-- Records shown follows --

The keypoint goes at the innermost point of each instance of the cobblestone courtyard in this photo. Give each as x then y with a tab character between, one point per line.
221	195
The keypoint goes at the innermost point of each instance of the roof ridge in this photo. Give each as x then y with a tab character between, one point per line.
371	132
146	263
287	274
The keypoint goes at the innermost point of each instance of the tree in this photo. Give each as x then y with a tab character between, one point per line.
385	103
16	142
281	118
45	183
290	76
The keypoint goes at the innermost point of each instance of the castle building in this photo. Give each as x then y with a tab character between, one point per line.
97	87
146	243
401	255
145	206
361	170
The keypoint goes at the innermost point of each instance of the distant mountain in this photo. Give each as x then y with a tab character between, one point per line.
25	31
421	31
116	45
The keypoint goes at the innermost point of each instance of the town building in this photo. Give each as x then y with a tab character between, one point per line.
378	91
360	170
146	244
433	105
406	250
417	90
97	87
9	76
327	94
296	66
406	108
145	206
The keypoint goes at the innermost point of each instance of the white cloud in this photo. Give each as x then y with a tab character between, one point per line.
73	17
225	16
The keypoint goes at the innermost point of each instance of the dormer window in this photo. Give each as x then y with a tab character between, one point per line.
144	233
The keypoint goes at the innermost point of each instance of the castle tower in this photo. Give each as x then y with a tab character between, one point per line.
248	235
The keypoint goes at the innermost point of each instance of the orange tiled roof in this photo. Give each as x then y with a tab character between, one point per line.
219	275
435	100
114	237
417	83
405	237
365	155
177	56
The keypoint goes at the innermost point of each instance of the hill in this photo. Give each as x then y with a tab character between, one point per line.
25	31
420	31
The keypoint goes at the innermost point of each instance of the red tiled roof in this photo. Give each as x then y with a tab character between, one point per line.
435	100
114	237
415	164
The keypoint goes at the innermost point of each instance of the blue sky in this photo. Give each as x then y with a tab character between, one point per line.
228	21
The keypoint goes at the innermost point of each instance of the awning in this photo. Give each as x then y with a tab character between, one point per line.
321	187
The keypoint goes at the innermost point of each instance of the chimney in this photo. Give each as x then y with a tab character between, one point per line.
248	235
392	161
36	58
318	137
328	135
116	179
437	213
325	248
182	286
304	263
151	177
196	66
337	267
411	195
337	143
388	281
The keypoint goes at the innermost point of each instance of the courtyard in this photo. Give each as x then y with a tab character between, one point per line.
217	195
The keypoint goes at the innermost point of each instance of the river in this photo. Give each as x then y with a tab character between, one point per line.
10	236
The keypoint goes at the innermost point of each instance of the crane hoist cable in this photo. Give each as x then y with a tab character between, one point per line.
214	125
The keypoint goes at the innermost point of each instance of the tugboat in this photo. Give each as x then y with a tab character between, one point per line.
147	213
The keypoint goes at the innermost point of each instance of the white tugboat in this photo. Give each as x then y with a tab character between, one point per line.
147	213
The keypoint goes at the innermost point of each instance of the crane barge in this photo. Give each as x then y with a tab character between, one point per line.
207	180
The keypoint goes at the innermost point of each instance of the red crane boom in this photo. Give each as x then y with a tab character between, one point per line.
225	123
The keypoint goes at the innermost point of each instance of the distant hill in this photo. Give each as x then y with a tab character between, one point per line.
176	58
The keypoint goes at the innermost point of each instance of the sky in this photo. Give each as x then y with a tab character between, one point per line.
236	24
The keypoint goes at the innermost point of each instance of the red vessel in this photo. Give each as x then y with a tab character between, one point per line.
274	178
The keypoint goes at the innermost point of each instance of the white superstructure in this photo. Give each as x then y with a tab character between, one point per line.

-- Records shown concluded --

■ **Task instructions**: The whole block of data above should be printed again verbatim.

■ **Answer box**:
The keypoint goes at the innermost point of each instance of the cobblestone courtyard in this photo. Give each as x then y with a tab character between, one point per line.
221	195
The keypoint goes at the innermost point of each instance of the roof ridge in this photo. Give each as x then y with a tab character between, one point per line.
371	132
146	263
287	274
The keypoint goes at the innermost point of each instance of the tree in this photo. Give each as x then y with a tab character between, one point per line.
385	103
16	142
281	118
45	183
290	76
The keypoint goes at the innermost point of each instance of the castle building in this photo. Give each as x then y with a tab character between, one point per line.
97	87
146	243
401	255
145	206
361	170
The keypoint goes at the innermost point of each instance of the distant mountain in this photo. Give each as x then y with a tab character between, one point per line.
25	31
421	31
116	45
The keypoint goes at the innermost point of each instance of the town building in this photo. Give each as x then y with a tab character between, one point per line.
378	91
360	170
146	244
433	105
406	250
417	90
97	87
9	76
327	94
296	66
406	108
145	206
The keypoint goes at the innermost point of each instance of the white cloud in this photo. Give each as x then y with a tab character between, one point per line.
73	17
225	16
The keypoint goes at the innermost point of each instance of the dormer window in this photo. Give each as x then y with a tab character between, one point per line.
144	233
The keypoint goes at the innermost point of each instance of the castle tower in this photo. Give each as x then y with a tab character between, one point per line.
248	235
The keypoint goes at the innermost point of each instance of the orange tiled roof in this photo. Give each as x then y with a tab character between, one point per line.
219	275
435	100
114	237
417	83
405	237
365	155
177	56
The keypoint goes at the innermost point of each instance of the hill in this photo. Give each as x then y with a tab character between, one point per line.
25	31
420	31
The keypoint goes at the innermost point of each instance of the red tiled roof in this photo. Give each as x then y with a tab character between, one point per line.
435	100
114	237
415	164
The keypoint goes at the innermost point of each instance of the blue sky in this photo. Give each as x then y with a tab character between, one point per line.
228	21
The keypoint goes at the innermost point of each instance of the awning in this photo. Give each as x then y with a tab character between, one point per line.
321	187
The keypoint goes at the innermost point of each instance of the chimney in this photo. Give each as x then y with a tab character between, one point per line.
248	235
392	161
36	58
318	137
328	135
116	179
437	213
325	248
182	286
304	263
151	177
196	66
337	267
411	195
337	143
388	281
The keypoint goes at the innermost point of each instance of the courtyard in this photo. Give each as x then y with a tab character between, one point per line.
217	195
The keypoint goes at the innermost point of each instance of the river in this photo. Give each as x then y with a tab character between, one point per line.
10	236
The keypoint goes at the innermost point of each instance of the crane hoist cable in this photo. Give each as x then y with a tab character between, one point per line.
214	125
The keypoint goes at the innermost point of each instance of the tugboat in this photo. Give each as x then y with a tab character between, one point per line.
147	213
The keypoint goes at the innermost point of each instance of the white tugboat in this photo. Give each as x then y with a tab character between, one point per line.
147	213
The keypoint goes at the innermost point of each instance of the crane barge in this photo. Give each as x then y with a tab character between, one point per line.
207	180
The keypoint goes at the innermost point of each instance of the red crane boom in this photo. Give each as x then y with a tab character between, one point per line.
225	123
The keypoint goes at the innermost point of each instance of the distant hill in this photo. Give each as x then y with a tab character between, one point per line.
176	58
The keypoint goes at the innermost point of each instance of the sky in this photo. Give each as x then y with a tab character between, one point per line.
236	24
The keypoint goes at the innermost point of each instance of the red vessel in this photo. Give each as x then y with a tab character between, one point per line.
274	178
The keypoint goes at the innermost point of each instance of the white superstructure in this photo. Give each as x then y with a tab character between, one point per line.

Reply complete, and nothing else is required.